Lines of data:
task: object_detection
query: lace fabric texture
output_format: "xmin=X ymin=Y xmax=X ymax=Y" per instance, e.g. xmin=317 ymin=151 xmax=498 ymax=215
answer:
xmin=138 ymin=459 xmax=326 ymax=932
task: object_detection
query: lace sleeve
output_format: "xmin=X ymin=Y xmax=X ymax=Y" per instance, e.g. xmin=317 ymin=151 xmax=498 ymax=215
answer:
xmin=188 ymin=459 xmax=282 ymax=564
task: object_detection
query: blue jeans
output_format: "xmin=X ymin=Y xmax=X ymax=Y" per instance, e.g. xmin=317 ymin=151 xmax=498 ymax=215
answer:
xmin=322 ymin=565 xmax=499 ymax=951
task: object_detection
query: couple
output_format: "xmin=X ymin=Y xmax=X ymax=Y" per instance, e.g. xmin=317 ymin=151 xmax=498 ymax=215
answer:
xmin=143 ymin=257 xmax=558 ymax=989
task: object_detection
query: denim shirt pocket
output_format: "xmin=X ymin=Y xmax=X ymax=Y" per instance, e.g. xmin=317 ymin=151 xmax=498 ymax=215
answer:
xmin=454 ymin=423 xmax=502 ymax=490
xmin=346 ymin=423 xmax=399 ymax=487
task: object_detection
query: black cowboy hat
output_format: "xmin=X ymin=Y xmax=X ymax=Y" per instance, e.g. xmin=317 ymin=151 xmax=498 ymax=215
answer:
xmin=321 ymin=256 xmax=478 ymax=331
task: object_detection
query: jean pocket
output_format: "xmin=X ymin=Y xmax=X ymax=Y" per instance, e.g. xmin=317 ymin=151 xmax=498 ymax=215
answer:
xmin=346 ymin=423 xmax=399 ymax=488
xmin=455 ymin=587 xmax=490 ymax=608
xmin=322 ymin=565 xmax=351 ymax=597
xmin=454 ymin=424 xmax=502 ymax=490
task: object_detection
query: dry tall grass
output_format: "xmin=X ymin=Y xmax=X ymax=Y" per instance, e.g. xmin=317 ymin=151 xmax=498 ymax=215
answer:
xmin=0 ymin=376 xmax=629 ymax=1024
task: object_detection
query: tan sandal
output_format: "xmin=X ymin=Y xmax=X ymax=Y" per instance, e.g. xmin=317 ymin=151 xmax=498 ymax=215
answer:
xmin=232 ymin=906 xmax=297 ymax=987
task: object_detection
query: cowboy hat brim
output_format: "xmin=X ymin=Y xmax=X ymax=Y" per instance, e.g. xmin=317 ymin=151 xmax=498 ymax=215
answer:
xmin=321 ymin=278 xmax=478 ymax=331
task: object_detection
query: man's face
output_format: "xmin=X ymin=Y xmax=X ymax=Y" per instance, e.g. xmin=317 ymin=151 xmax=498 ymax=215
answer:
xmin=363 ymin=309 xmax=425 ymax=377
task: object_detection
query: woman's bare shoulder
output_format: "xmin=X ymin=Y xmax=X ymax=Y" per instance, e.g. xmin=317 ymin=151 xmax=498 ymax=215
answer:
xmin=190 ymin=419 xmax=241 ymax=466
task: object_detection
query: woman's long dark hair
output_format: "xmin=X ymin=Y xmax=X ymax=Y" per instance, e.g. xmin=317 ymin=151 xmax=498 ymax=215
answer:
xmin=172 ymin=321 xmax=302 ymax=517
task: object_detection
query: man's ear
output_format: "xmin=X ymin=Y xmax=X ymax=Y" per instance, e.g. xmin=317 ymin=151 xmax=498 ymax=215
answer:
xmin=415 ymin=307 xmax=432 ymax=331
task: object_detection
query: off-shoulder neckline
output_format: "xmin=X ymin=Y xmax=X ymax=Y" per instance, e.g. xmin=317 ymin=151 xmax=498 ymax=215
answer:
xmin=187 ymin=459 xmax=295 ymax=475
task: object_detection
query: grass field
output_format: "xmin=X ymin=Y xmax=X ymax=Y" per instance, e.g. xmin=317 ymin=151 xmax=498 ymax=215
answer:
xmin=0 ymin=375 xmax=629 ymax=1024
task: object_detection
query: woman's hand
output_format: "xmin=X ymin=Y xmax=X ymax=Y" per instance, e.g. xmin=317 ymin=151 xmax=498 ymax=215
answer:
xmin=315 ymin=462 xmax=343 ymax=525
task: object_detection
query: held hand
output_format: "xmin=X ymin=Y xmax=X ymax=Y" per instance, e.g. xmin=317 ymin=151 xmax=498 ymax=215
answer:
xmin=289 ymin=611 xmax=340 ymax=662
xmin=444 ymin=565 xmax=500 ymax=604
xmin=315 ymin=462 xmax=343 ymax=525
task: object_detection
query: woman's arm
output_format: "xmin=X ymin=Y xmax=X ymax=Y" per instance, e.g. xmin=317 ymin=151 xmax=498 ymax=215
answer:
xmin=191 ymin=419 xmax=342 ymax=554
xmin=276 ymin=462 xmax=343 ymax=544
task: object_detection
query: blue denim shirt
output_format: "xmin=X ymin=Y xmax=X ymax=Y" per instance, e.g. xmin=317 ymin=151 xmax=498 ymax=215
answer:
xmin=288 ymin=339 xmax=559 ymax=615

==

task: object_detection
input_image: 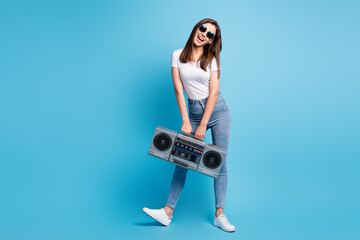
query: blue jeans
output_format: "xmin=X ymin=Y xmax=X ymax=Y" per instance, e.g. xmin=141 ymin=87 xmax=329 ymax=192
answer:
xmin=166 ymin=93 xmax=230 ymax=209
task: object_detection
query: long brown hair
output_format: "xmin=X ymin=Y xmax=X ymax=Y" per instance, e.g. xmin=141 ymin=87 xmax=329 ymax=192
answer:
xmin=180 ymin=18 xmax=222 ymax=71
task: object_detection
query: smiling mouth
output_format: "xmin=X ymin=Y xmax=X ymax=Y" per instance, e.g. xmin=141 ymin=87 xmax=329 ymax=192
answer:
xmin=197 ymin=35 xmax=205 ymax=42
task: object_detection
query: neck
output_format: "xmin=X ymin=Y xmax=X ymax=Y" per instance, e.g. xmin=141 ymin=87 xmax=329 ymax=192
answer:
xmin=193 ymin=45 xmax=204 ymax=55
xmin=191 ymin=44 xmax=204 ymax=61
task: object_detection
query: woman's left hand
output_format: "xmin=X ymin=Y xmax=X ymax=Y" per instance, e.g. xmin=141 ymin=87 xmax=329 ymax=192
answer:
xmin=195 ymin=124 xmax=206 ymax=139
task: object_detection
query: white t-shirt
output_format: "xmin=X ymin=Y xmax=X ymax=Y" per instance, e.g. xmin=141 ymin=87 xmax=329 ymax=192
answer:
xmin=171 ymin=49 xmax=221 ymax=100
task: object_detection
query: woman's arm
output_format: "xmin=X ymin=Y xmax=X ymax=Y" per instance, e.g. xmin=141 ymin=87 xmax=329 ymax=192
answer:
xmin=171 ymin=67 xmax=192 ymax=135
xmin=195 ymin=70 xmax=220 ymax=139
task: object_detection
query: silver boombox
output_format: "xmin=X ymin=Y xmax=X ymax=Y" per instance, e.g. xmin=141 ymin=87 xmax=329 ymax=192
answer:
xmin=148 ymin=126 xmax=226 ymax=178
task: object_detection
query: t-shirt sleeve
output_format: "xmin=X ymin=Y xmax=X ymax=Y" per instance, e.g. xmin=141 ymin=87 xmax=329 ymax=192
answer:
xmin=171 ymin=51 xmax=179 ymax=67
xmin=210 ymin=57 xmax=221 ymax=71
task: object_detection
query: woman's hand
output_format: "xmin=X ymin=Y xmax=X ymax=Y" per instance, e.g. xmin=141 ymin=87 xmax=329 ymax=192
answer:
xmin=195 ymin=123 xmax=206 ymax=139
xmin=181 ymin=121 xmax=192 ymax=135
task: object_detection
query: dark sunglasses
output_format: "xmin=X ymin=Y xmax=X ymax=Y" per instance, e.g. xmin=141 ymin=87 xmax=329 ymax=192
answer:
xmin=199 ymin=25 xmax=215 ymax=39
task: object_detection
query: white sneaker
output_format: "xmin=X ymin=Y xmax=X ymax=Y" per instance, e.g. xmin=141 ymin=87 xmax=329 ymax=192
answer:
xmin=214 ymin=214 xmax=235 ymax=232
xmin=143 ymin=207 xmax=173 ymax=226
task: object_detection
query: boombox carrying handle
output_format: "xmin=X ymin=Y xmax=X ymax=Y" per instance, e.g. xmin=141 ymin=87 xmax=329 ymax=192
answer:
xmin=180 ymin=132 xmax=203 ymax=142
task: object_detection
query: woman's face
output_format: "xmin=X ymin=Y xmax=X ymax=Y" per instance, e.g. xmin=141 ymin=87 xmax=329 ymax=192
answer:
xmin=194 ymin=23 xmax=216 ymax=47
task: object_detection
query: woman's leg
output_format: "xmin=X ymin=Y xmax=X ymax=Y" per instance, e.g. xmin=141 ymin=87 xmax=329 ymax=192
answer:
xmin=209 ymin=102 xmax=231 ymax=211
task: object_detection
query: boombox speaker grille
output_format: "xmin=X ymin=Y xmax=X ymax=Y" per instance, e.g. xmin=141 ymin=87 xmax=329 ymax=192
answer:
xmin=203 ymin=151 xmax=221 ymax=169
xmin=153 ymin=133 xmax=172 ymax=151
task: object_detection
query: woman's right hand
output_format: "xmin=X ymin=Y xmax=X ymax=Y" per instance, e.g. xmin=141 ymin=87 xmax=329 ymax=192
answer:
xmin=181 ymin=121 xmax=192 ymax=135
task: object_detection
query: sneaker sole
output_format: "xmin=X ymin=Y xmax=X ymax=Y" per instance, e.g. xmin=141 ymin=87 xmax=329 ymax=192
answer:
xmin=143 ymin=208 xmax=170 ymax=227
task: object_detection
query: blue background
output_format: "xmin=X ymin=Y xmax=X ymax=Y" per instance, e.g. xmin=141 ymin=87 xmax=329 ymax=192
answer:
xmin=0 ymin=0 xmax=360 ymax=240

▸ GIVEN PROBLEM
State how many lines of the material above contain the string "boombox", treating uppercase and lowercase as different. Give only the number.

▸ ANSWER TO THIS PROBLEM
3